→ **INFORMATION SHOWN**
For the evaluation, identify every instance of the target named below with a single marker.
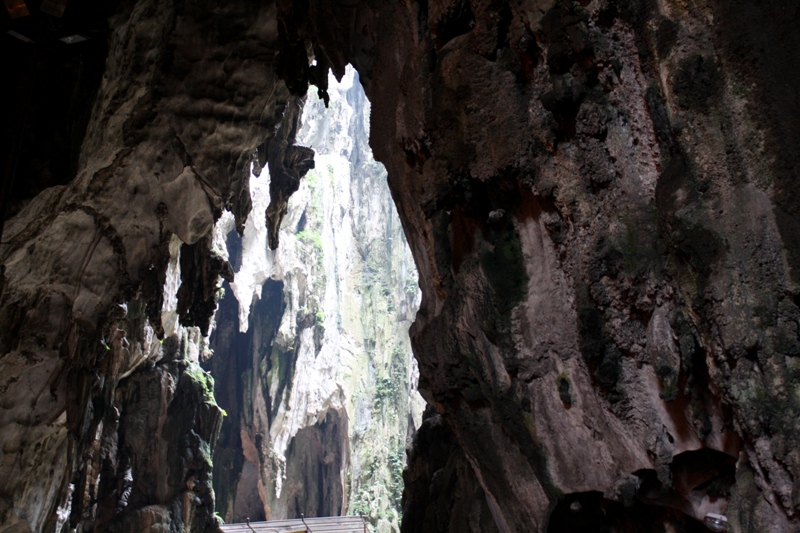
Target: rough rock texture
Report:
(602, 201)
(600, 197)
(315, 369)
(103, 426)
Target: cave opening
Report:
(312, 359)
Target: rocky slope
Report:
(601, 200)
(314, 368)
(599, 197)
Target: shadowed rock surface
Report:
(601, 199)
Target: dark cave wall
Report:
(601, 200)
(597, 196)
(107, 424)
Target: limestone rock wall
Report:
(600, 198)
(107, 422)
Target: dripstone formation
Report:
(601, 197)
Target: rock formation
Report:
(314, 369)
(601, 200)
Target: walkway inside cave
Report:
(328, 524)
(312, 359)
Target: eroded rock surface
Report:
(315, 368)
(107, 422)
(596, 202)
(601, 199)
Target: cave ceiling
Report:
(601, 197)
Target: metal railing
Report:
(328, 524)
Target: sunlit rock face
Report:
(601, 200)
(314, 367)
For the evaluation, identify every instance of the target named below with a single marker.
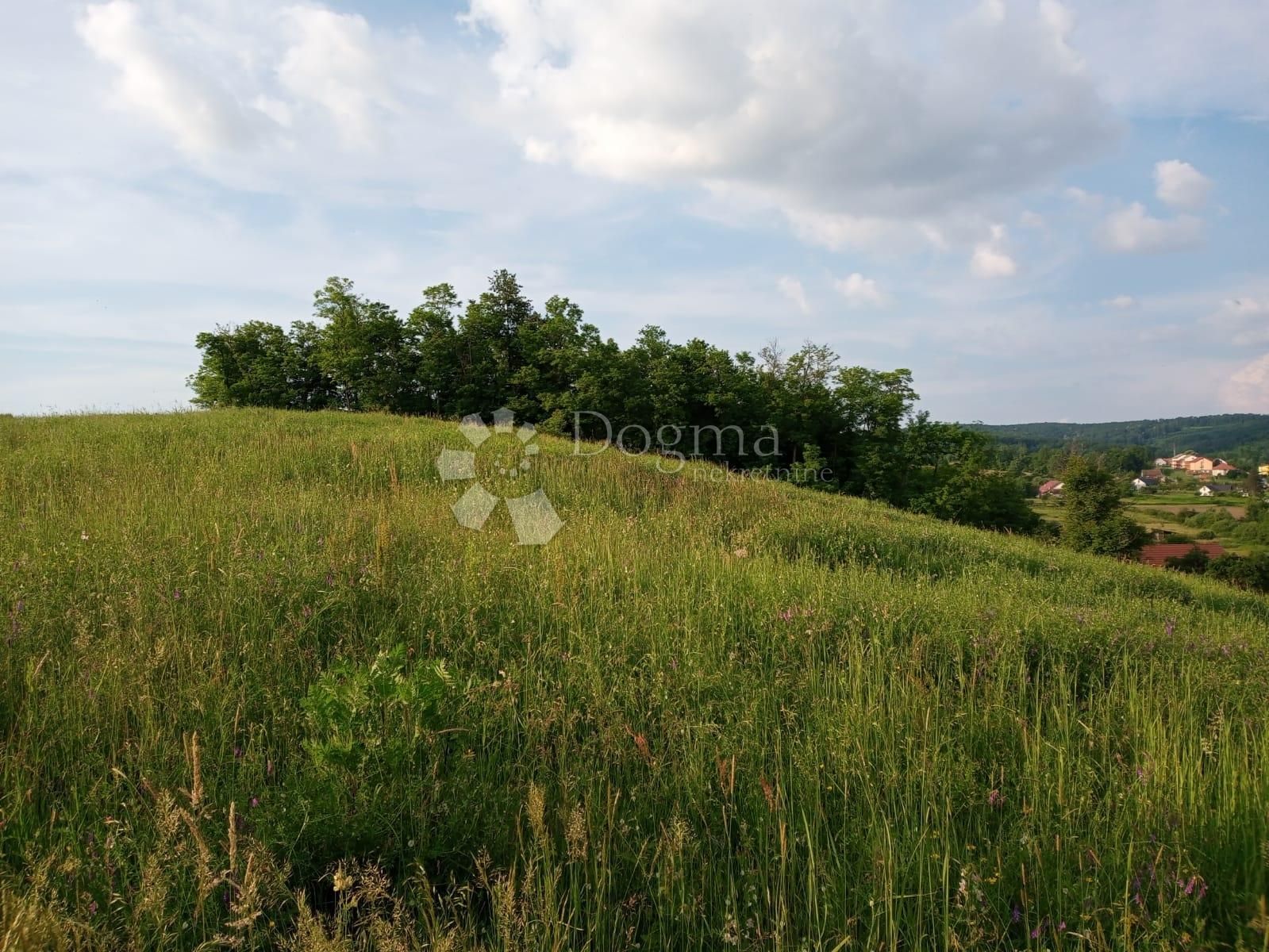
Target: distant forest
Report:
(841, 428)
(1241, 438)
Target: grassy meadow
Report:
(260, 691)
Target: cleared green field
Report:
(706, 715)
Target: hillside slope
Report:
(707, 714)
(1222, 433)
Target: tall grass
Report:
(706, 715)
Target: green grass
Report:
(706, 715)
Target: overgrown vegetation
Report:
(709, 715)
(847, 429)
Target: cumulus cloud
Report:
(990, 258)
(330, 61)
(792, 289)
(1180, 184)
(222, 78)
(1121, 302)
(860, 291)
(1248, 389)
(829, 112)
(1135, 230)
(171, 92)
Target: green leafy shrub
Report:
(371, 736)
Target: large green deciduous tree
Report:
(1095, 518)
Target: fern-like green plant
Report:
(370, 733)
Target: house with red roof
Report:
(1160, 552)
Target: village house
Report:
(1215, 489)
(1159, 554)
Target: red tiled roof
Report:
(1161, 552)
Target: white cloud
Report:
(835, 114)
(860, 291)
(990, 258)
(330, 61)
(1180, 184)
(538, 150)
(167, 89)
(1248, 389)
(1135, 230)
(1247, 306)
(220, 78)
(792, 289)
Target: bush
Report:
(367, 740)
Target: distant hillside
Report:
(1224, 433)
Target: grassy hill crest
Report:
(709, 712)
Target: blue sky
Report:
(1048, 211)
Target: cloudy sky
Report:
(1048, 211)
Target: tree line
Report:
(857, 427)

→ **REQUEST**
Rewrite all the rows above as a numbered list with no blank lines, and omit the pictures.

→ **ANSWER BELOW**
1. For the evaluation, identify every instance of the target named below with a single marker.
2. Target: rough rock texture
3. Report:
4. (602, 201)
5. (600, 197)
6. (315, 369)
7. (103, 426)
8. Target: cave opening
9. Report:
10. (312, 359)
11. Target: rocky slope
12. Report:
13. (601, 200)
14. (314, 368)
15. (599, 197)
16. Target: shadowed rock surface
17. Report:
18. (601, 199)
19. Target: dark cave wall
20. Report:
21. (601, 200)
22. (597, 196)
23. (107, 424)
24. Target: limestone rock wall
25. Report:
26. (600, 198)
27. (107, 422)
28. Target: dripstone formation
29. Report:
30. (601, 197)
31. Target: rock formation
32. Report:
33. (314, 369)
34. (601, 200)
35. Target: walkway inside cave
36. Report:
37. (328, 524)
38. (312, 359)
39. Target: eroded rock surface
40. Report:
41. (315, 368)
42. (107, 422)
43. (596, 202)
44. (601, 199)
45. Target: cave ceiling
46. Report:
47. (601, 197)
48. Target: metal railing
49. Report:
50. (328, 524)
51. Target: sunlit rock face
52. Report:
53. (601, 200)
54. (314, 367)
55. For the evaluation, identify every instance of the target named below with a single marker.
56. Target: distant forest
57. Report:
58. (841, 428)
59. (1241, 438)
60. Target: grassy meadow
61. Report:
62. (260, 691)
63. Target: cleared green field
64. Report:
65. (706, 715)
66. Target: hillside slope
67. Report:
68. (707, 714)
69. (1222, 433)
70. Target: tall grass
71. Report:
72. (706, 715)
73. Target: green grass
74. Report:
75. (706, 715)
76. Target: overgrown vegetation
77. Report:
78. (709, 715)
79. (847, 429)
80. Target: cumulus cloud
81. Report:
82. (990, 258)
83. (330, 61)
84. (792, 289)
85. (1180, 184)
86. (222, 78)
87. (1121, 302)
88. (860, 291)
89. (1248, 389)
90. (829, 112)
91. (1135, 230)
92. (171, 92)
93. Target: green leafy shrub
94. Report:
95. (371, 736)
96. Target: large green deciduous tree
97. Report:
98. (1095, 518)
99. Target: fern-like green plant
100. Report:
101. (370, 733)
102. Target: house with red roof
103. Report:
104. (1160, 552)
105. Target: village house
106. Report:
107. (1215, 489)
108. (1159, 554)
109. Target: red tiled roof
110. Report:
111. (1161, 552)
112. Target: white cloud
113. Report:
114. (835, 114)
115. (860, 291)
116. (990, 258)
117. (330, 61)
118. (1180, 184)
119. (538, 150)
120. (167, 89)
121. (1248, 389)
122. (1135, 230)
123. (1247, 306)
124. (220, 78)
125. (792, 289)
126. Target: bush
127. Report:
128. (367, 740)
129. Target: distant hillside
130. Report:
131. (1224, 433)
132. Target: grassy hill crest
133. Report:
134. (709, 712)
135. Target: blue sky
136. Report:
137. (1048, 211)
138. Target: cloudy sky
139. Report:
140. (1048, 211)
141. Target: tree line
142. Report:
143. (857, 427)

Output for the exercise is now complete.